--- Start Raw records ---
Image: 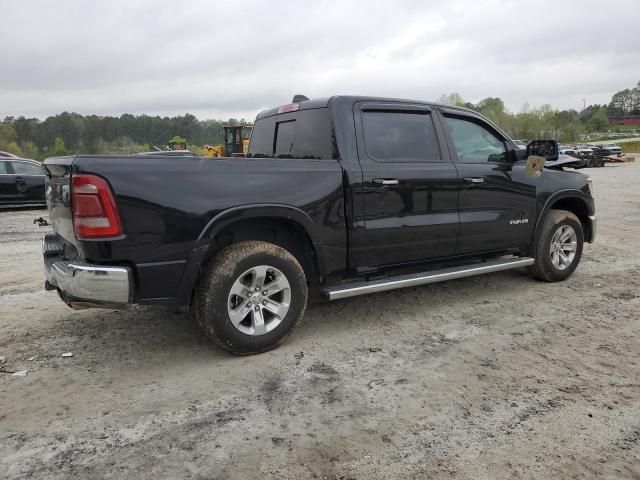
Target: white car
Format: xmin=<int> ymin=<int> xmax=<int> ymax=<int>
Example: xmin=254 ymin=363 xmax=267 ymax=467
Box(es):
--- End Raw records ---
Reproduce every line of the records above word for word, leaving out the pictures.

Solution for this problem:
Image: 
Target: white car
Format: xmin=<int> ymin=<int> xmax=<int> ymax=<int>
Example: xmin=254 ymin=363 xmax=267 ymax=467
Box(es):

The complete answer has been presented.